TESTO FORNITO –

Così la postina, o come si diceva allora, la procaccia Ines Matteoni iniziò la sua lunga fatica che consisteva nel coprire a piedi, ogni giorno, il tragitto da Torri a Treppio e viceversa: otto chilometri fra le due località, più tre chilometri da Torri alla Torraccia dove Ines abitava.

Più di venti chilometri giornalieri per portare la posta, cioè svariati chili di lettere e pacchi. Un lavoro duro che continuò fino alla pensione nel 1955.
Per comprendere le difficoltà del servizio, è molto utile la lettura di un altro documento datato 20 gennaio 1943.

Si tratta di una Obbligazione personale per il trasporto dei dispacci e dei pacchi postali sottoscritta da Ines Matteoni e dal titolare dell’ufficio postale di Treppio, Silla Butelli.

[Dati registrati]
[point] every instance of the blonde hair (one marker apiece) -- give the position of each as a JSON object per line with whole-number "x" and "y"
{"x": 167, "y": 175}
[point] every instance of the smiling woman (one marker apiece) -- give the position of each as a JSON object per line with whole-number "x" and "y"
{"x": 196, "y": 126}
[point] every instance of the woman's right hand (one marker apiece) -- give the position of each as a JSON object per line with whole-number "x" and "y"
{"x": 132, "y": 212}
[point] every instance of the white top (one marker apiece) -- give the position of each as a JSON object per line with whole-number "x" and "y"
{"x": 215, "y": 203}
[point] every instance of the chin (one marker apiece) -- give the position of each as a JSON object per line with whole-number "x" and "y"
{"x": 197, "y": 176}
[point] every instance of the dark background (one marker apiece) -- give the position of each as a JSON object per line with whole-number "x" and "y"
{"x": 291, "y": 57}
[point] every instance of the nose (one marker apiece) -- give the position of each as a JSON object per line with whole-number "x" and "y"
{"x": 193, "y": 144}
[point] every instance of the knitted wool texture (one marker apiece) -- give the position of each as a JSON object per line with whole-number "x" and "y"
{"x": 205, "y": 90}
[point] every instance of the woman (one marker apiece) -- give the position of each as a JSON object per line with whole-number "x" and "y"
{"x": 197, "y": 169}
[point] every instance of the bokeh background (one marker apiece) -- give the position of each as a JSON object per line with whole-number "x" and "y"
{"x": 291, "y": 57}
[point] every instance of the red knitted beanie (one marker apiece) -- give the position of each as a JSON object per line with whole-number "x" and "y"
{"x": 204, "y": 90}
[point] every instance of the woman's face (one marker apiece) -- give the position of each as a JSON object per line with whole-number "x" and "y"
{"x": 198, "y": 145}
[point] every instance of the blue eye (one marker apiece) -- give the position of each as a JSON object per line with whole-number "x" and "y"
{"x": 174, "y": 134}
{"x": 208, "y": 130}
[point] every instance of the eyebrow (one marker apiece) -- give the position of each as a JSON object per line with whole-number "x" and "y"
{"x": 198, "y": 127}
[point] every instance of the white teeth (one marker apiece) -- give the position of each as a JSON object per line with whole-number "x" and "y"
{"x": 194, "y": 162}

COMPITI RICHIESTI –
a: Secondo il testo sulla postina, fino a quando continuò il lavoro di Ines Matteoni?
b: Ricopia dal testo sulla postina il passo da "Più di venti" a "pensione nel 1955.".

RISPOSTE FORNITE –
a: Continuò fino alla pensione, nel 1955.

b:
Più di venti chilometri giornalieri per portare la posta, cioè svariati chili di lettere e pacchi. Un lavoro duro che continuò fino alla pensione nel 1955.